▶ **TO BE DONE**:
Rewrite the listing below with "disc" changed to "circle" and every other part left the same.

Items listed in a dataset
____
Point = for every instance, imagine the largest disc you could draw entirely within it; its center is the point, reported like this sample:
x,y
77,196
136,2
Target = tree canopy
____
▶ **SOLUTION**:
Point = for every instance, imagine the largest circle you could draw entirely within it; its center is the point, reported like this sample:
x,y
77,196
136,2
Target = tree canopy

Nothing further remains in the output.